SOURCE RECORDS Block Start
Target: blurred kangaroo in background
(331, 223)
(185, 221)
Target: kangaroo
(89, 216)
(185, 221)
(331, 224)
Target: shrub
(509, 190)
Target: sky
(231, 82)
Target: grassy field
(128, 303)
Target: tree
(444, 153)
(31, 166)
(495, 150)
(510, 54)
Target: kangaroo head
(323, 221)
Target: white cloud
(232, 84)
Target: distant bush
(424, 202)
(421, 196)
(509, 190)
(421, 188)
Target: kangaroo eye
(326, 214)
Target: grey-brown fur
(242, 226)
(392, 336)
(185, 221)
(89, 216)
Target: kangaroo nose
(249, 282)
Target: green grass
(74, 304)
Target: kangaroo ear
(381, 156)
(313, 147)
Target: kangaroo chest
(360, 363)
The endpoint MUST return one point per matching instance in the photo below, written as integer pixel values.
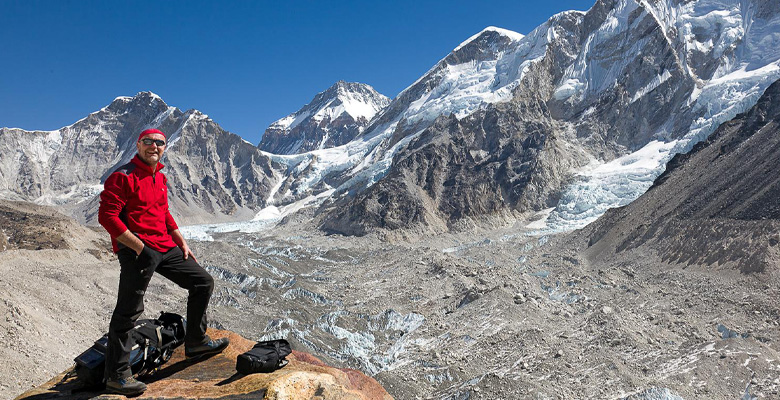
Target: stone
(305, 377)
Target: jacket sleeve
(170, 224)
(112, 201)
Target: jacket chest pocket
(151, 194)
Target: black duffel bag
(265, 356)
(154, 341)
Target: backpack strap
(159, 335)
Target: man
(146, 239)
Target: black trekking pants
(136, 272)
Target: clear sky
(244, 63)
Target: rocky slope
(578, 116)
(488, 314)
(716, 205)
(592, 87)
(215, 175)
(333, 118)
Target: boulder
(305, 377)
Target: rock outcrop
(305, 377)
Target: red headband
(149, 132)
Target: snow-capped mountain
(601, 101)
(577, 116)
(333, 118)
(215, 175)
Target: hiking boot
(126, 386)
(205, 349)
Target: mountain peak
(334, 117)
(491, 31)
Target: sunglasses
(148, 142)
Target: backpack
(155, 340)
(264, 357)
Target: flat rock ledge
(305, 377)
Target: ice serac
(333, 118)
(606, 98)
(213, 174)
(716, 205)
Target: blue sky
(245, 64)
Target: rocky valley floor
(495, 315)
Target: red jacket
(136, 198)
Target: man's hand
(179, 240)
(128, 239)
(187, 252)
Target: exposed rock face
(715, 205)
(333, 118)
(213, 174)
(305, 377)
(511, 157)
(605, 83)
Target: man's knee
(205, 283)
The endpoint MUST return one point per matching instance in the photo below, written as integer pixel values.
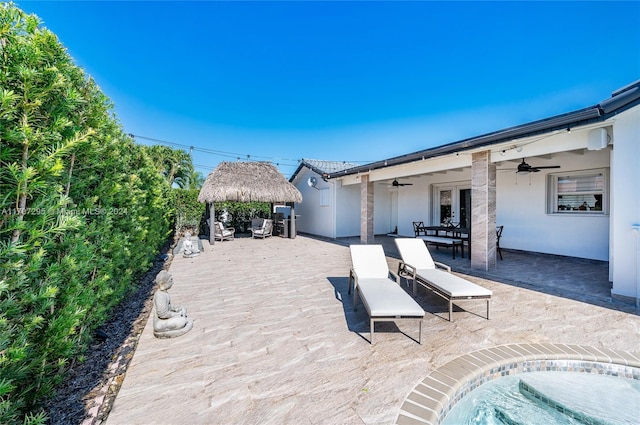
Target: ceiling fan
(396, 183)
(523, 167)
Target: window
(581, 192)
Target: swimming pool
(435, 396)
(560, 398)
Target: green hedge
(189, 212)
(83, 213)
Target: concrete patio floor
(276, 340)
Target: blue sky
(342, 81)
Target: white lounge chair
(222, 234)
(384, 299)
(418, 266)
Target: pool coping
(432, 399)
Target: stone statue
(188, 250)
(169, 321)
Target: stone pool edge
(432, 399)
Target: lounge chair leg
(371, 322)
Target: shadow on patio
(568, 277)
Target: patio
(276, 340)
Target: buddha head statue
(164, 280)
SOURCE RECORDS Block End
# HOW TO COMPLETE THIS TASK
Quote the full listing above word for word; exclude every picture from the copy.

# OUTPUT OF THE EXERCISE
Target: blurred kangaroo in background
(331, 223)
(185, 221)
Target: kangaroo
(89, 216)
(185, 221)
(331, 224)
Target: shrub
(509, 190)
Target: sky
(231, 82)
Target: grassy field
(128, 303)
Target: tree
(444, 153)
(31, 166)
(495, 150)
(510, 54)
Target: kangaroo head
(323, 221)
Target: white cloud
(232, 84)
Target: distant bush
(424, 202)
(421, 196)
(509, 190)
(421, 188)
Target: kangaroo eye
(326, 214)
Target: grey-brown fur
(242, 226)
(392, 336)
(185, 221)
(89, 216)
Target: kangaroo nose
(249, 282)
Target: green grass
(74, 304)
Target: kangaroo ear
(381, 156)
(313, 147)
Target: kangaroo chest
(360, 363)
The endpoint MUST return one point per matching instance in the photo below, written as integer pixel values.
Target: stone
(305, 377)
Target: jacket sleeve
(170, 224)
(112, 201)
Target: jacket chest pocket
(151, 194)
Target: black duffel bag
(265, 356)
(154, 341)
Target: backpack strap
(159, 335)
Target: man
(146, 239)
Target: black trekking pants
(136, 272)
Target: clear sky
(244, 63)
Target: rocky slope
(578, 116)
(488, 314)
(716, 205)
(592, 87)
(215, 175)
(333, 118)
Target: boulder
(305, 377)
Target: rock outcrop
(305, 377)
Target: red headband
(149, 132)
Target: snow-capped mountain
(601, 101)
(577, 116)
(333, 118)
(215, 175)
Target: hiking boot
(126, 386)
(205, 349)
Target: mountain peak
(334, 117)
(491, 31)
Target: sunglasses
(148, 142)
Target: backpack
(155, 340)
(264, 357)
Target: flat rock ledge
(305, 377)
Target: ice serac
(333, 118)
(606, 98)
(213, 174)
(716, 205)
Target: blue sky
(245, 64)
Target: rocky valley floor
(495, 315)
Target: red jacket
(136, 198)
Target: man's hand
(179, 240)
(128, 239)
(187, 252)
Target: exposed rock face
(715, 205)
(333, 118)
(213, 174)
(305, 377)
(511, 157)
(605, 83)
Target: man's knee
(205, 283)
The endpoint MUST return one point per matching instance in the photo below, written as integer pixel values.
Target: ceiling fan
(396, 183)
(523, 167)
Target: window
(581, 192)
Target: swimming pool
(435, 396)
(560, 398)
Target: green hedge
(189, 212)
(83, 213)
Target: concrete patio floor
(276, 340)
Target: blue sky
(342, 81)
Target: white lounge chair
(222, 234)
(384, 299)
(418, 266)
Target: pool coping
(432, 399)
Target: stone statue
(188, 250)
(169, 321)
Target: stone pool edge
(432, 399)
Target: lounge chair leg
(371, 322)
Target: shadow on patio
(568, 277)
Target: patio
(276, 340)
Target: buddha head statue
(164, 280)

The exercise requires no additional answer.